▶ _OBJECTIVE_: Put the part of the material that opens with the line containing "[locate] the seed" and closes with the line containing "<point>118,15</point>", both included, into a JSON list of strings with one string per line. Leave out any blank lines.

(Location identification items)

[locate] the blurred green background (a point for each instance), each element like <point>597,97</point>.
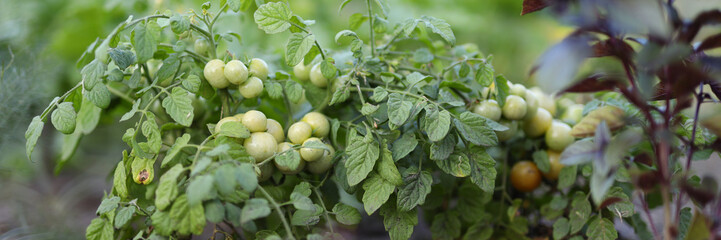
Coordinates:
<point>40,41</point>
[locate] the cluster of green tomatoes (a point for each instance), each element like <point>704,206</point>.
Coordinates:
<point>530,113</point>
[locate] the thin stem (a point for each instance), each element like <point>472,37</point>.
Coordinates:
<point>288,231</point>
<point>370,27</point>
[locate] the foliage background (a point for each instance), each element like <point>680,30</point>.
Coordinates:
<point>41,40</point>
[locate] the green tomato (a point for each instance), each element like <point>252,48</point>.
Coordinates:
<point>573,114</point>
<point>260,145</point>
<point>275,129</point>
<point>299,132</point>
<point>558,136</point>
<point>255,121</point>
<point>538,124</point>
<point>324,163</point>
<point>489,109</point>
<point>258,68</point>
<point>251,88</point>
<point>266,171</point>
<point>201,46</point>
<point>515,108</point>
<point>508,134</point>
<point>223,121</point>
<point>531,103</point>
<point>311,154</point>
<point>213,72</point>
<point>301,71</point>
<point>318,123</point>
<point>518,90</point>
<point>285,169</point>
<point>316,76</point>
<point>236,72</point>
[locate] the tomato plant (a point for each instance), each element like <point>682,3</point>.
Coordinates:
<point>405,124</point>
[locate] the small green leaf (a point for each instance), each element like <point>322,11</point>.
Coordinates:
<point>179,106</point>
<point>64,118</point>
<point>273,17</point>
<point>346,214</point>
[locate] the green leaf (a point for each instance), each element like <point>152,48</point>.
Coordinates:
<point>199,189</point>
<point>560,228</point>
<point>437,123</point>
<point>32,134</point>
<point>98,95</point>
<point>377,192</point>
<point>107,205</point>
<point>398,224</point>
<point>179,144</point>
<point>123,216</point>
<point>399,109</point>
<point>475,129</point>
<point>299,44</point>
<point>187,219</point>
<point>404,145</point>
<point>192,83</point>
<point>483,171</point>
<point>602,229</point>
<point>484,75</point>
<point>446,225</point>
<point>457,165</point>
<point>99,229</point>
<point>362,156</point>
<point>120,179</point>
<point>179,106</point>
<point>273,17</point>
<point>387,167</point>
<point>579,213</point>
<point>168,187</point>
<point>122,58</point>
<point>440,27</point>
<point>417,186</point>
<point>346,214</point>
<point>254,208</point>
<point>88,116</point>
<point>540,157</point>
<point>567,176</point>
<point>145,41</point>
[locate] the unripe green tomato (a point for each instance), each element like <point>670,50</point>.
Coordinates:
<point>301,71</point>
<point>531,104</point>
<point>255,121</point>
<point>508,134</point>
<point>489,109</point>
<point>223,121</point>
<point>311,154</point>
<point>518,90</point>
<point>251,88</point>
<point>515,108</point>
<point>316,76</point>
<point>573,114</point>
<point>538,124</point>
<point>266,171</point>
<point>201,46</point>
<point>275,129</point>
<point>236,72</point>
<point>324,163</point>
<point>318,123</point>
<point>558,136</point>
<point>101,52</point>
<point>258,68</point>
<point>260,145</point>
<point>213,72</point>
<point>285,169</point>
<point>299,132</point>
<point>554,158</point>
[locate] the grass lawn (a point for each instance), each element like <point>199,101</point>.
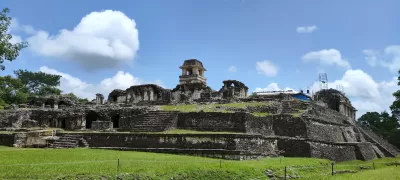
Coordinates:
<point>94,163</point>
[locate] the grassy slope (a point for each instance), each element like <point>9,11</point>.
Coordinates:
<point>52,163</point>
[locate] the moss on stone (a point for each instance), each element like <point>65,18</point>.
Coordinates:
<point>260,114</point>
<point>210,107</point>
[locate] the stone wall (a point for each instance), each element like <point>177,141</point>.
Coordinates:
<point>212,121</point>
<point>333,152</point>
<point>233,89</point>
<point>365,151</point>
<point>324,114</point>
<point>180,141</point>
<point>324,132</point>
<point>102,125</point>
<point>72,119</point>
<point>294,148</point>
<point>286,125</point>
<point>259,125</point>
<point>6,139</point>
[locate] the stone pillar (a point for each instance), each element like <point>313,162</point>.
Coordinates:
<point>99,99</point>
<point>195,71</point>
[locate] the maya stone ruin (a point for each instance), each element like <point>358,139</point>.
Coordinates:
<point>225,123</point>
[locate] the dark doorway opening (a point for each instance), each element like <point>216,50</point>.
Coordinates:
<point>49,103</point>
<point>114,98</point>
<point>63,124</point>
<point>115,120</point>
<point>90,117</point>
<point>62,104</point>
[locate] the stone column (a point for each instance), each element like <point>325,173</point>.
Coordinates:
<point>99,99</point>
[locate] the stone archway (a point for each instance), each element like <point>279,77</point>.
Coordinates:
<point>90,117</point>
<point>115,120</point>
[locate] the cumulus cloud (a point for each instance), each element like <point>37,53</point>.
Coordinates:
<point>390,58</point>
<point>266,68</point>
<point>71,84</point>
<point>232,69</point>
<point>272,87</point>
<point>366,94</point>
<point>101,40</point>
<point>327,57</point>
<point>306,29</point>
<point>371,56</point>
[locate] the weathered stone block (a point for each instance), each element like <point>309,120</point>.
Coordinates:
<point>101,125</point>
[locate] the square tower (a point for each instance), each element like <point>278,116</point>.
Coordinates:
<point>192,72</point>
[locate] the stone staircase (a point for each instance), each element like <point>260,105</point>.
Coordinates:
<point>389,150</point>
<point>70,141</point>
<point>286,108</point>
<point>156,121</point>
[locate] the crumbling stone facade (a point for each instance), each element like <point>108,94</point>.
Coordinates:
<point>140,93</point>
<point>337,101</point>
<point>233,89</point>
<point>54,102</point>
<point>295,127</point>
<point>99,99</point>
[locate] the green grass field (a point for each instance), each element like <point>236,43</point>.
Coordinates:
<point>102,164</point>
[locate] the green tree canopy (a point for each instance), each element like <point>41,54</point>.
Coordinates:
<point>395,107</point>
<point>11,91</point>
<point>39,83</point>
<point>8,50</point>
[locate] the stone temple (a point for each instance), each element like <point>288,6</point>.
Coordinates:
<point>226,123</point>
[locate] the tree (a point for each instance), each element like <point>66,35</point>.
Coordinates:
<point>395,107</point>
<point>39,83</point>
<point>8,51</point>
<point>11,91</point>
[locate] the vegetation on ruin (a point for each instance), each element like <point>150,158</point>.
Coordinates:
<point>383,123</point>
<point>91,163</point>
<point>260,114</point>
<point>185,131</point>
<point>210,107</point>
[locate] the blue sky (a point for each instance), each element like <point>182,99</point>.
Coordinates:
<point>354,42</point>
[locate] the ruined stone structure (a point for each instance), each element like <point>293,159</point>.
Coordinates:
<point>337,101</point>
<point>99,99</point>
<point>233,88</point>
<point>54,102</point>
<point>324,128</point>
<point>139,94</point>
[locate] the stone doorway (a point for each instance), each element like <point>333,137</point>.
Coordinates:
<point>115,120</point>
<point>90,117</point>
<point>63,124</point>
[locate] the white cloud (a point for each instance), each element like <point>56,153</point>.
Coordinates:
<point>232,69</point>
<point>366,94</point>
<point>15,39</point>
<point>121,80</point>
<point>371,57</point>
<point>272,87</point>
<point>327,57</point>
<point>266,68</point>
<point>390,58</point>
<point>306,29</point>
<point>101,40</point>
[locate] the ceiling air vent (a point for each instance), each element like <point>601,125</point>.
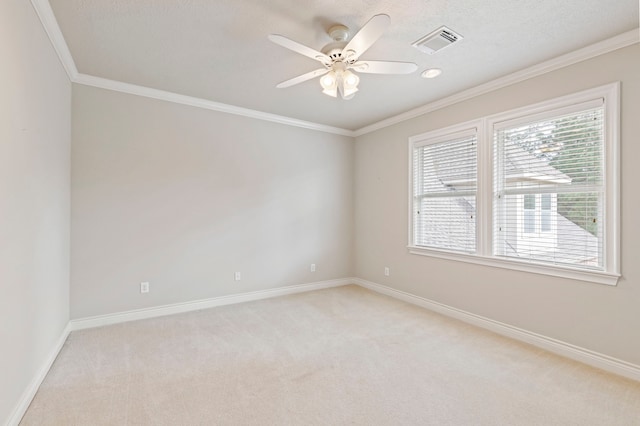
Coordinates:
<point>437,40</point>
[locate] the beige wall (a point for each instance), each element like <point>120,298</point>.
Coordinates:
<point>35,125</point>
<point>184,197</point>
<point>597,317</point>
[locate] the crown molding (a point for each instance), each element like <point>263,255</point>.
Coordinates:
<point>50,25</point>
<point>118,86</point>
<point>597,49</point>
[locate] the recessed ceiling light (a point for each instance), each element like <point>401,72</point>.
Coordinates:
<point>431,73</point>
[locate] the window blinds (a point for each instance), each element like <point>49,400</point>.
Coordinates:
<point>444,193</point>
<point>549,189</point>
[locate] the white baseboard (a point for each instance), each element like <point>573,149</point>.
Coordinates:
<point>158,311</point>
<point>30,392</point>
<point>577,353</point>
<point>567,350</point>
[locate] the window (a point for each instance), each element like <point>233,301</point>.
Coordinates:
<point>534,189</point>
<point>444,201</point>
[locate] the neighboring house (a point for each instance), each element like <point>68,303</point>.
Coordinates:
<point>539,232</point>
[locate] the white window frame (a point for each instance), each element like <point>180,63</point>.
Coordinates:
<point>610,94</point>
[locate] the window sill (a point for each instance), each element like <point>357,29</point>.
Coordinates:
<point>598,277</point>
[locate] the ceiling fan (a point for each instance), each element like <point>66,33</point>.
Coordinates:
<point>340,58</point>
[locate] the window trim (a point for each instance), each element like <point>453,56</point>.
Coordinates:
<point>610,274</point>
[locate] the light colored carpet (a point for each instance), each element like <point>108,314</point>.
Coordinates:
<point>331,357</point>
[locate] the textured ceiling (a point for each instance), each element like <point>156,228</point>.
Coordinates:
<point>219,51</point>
* * *
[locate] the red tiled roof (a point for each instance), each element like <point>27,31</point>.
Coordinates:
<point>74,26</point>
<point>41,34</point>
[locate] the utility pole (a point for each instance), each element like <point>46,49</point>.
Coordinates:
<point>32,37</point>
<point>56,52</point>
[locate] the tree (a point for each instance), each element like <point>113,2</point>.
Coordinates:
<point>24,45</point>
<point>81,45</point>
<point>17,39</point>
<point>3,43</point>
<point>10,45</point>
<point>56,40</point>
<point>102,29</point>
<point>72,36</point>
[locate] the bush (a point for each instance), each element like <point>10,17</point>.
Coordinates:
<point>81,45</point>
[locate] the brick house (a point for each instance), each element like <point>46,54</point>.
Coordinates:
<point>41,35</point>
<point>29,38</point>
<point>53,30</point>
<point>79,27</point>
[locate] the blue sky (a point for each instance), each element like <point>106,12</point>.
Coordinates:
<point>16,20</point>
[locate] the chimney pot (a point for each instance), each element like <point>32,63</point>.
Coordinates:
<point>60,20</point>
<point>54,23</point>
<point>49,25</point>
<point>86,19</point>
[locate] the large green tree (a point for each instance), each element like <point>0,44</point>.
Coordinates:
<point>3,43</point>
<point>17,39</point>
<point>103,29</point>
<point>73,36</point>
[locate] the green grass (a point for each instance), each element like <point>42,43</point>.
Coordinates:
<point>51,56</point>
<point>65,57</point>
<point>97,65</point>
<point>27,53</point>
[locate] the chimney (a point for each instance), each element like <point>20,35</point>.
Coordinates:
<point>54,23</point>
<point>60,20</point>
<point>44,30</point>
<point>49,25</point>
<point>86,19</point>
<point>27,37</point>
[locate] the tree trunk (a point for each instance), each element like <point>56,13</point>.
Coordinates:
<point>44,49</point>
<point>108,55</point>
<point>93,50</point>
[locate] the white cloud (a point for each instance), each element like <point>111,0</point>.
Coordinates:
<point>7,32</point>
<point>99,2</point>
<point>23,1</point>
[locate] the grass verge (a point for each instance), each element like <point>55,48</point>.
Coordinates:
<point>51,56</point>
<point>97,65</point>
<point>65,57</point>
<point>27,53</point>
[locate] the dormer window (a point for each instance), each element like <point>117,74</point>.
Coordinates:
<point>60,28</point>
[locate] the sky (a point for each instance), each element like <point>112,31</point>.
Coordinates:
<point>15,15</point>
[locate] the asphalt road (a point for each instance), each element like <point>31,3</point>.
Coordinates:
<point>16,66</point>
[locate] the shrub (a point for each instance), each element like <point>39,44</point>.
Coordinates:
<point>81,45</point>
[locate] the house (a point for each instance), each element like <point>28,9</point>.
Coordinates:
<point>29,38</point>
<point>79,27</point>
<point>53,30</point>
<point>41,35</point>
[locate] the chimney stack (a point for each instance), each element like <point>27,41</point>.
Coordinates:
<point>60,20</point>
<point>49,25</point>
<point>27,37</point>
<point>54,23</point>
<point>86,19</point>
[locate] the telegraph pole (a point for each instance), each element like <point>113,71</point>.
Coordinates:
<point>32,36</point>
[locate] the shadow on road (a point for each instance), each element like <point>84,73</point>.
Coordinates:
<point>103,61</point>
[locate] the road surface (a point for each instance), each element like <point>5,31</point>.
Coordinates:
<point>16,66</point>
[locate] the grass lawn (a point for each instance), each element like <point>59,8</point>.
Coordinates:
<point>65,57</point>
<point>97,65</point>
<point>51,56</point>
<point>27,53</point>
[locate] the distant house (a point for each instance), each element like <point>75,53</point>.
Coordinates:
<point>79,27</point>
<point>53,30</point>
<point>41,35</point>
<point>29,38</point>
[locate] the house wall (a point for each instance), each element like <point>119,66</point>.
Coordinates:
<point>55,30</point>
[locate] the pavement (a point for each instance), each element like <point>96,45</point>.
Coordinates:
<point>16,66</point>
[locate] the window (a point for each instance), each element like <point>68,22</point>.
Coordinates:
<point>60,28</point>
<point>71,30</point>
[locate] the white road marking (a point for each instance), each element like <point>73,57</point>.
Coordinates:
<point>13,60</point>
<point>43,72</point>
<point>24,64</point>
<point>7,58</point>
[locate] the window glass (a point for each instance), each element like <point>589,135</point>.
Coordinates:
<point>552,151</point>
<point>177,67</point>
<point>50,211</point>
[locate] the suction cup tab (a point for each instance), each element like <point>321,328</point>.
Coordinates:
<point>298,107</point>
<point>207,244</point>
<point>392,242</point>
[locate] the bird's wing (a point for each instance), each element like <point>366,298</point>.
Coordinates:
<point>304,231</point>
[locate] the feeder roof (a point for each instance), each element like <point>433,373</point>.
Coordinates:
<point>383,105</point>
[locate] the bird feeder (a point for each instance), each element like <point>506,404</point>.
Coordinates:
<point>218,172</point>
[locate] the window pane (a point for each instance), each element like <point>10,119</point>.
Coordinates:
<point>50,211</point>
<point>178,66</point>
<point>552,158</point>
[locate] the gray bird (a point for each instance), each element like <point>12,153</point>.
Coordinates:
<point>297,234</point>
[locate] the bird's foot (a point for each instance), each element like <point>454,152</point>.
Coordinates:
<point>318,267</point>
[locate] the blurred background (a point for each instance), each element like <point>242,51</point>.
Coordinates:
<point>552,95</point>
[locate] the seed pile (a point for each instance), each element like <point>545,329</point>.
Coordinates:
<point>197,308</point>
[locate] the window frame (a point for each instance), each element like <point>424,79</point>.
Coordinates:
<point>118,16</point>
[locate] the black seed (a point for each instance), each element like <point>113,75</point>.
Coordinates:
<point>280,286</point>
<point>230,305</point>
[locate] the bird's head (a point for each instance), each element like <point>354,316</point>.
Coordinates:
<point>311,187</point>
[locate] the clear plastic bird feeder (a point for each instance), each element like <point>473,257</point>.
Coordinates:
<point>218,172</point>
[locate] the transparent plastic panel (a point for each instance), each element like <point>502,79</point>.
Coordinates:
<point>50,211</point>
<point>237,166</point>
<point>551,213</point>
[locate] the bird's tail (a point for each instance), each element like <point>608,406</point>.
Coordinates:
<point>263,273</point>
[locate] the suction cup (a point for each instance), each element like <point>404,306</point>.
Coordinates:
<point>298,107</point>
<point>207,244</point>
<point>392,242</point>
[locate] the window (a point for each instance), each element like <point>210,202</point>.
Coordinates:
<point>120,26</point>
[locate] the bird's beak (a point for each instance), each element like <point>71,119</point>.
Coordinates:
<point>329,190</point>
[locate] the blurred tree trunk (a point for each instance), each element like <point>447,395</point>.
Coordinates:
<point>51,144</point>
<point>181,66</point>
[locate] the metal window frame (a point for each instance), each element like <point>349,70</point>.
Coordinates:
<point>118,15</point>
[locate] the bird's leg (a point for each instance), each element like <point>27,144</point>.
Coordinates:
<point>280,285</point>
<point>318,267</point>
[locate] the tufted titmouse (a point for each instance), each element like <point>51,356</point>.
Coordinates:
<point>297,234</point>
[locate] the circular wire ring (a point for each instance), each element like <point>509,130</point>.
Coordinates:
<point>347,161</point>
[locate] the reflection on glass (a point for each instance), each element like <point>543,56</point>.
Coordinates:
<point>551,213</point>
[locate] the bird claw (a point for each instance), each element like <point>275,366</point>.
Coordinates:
...
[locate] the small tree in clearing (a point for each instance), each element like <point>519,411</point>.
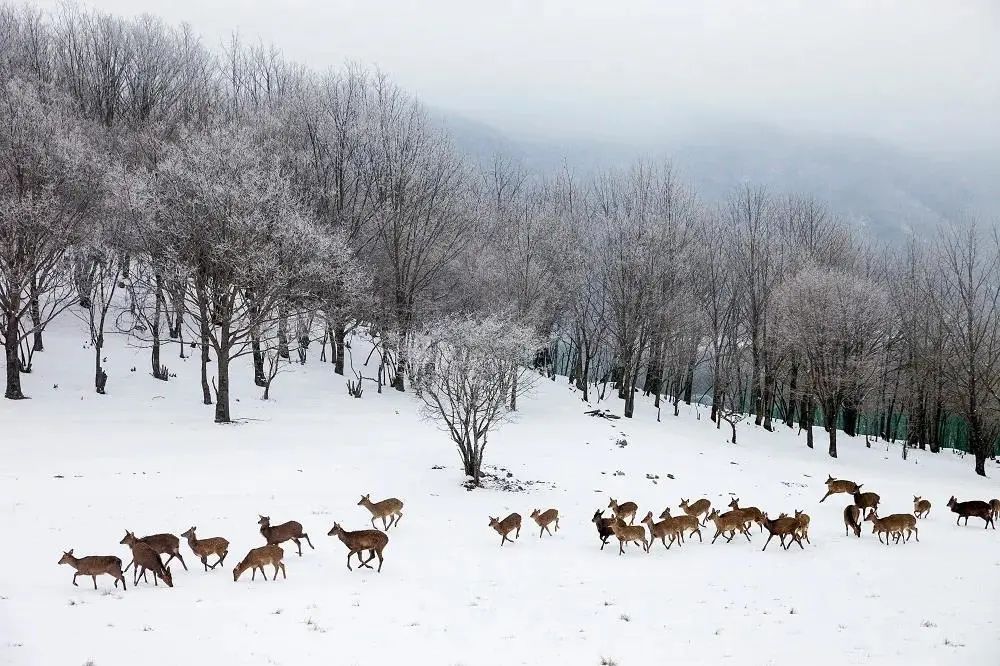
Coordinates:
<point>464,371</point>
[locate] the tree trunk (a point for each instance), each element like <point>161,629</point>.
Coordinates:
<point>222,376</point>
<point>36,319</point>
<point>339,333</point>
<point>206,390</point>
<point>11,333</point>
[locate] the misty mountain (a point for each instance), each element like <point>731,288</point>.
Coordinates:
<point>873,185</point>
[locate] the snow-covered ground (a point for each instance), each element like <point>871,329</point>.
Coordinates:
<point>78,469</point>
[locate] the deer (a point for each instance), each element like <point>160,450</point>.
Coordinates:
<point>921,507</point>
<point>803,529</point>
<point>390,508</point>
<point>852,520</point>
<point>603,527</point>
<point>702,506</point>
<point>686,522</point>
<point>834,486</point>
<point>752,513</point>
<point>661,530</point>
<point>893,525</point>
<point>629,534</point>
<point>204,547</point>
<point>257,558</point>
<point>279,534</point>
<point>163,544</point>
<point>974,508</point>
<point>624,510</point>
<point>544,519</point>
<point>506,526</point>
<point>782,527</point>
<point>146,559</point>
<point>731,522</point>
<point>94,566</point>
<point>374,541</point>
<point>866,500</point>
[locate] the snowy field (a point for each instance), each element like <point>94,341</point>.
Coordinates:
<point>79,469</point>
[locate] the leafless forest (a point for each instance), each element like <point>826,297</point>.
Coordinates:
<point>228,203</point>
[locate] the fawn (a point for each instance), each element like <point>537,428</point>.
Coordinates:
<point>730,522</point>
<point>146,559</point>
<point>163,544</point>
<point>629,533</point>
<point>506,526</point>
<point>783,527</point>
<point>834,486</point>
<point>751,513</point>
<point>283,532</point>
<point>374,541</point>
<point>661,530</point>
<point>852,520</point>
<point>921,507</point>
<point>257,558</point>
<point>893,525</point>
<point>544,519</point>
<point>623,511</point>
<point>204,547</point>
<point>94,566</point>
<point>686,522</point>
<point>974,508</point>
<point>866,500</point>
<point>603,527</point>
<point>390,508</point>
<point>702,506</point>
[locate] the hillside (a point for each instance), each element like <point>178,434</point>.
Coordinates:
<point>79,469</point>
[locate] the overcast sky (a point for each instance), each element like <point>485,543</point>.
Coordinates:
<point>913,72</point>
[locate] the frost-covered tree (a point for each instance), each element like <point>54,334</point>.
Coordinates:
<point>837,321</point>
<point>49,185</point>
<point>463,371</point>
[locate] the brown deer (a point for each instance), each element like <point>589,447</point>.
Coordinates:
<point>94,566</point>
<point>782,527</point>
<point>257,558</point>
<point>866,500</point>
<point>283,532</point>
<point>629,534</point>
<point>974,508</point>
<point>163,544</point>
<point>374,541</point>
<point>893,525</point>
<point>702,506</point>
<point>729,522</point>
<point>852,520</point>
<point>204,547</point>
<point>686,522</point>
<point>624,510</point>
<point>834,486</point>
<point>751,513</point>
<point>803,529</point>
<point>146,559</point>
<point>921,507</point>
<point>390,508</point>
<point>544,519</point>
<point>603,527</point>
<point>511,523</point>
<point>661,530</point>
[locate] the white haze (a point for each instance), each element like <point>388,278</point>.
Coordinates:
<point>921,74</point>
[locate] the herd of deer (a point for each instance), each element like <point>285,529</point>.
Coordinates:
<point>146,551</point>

▶ _TASK OUTPUT_:
[
  "[locate] the seed pile (a point for each instance), each element like <point>545,329</point>.",
  "Coordinates:",
  "<point>197,308</point>",
  "[locate] the window frame (a point for each instance), each element like <point>424,79</point>.",
  "Coordinates:",
  "<point>118,16</point>",
  "[locate] the black seed (a point for each instance), each element like <point>113,75</point>.",
  "Coordinates:",
  "<point>280,286</point>",
  "<point>230,305</point>",
  "[locate] the bird's head (a point for each instance), each element like <point>354,316</point>.",
  "Coordinates:",
  "<point>311,187</point>",
  "[locate] the clear plastic bird feeder (a point for each instance), each element like <point>473,257</point>.",
  "Coordinates:",
  "<point>218,172</point>",
  "[locate] the transparent plastic panel (a point for each instance), each element like <point>502,79</point>.",
  "Coordinates:",
  "<point>50,211</point>",
  "<point>237,166</point>",
  "<point>551,213</point>",
  "[locate] the bird's tail (a point for each instance), each element like <point>608,406</point>.",
  "Coordinates:",
  "<point>263,273</point>",
  "[locate] the suction cup (a point for each instance), each element like <point>404,306</point>.",
  "Coordinates:",
  "<point>298,107</point>",
  "<point>207,244</point>",
  "<point>392,242</point>",
  "[locate] the window (a point for each instance), each element like <point>210,202</point>.",
  "Coordinates:",
  "<point>120,26</point>",
  "[locate] the bird's beak (a point for each instance), each element like <point>71,119</point>.",
  "Coordinates:",
  "<point>329,190</point>",
  "[locate] the blurred tree trunk (a point for each instance), each element like <point>447,395</point>.",
  "Coordinates:",
  "<point>51,144</point>",
  "<point>181,66</point>",
  "[locate] the metal window frame (a point for each instance), each element like <point>349,70</point>.",
  "Coordinates:",
  "<point>118,15</point>"
]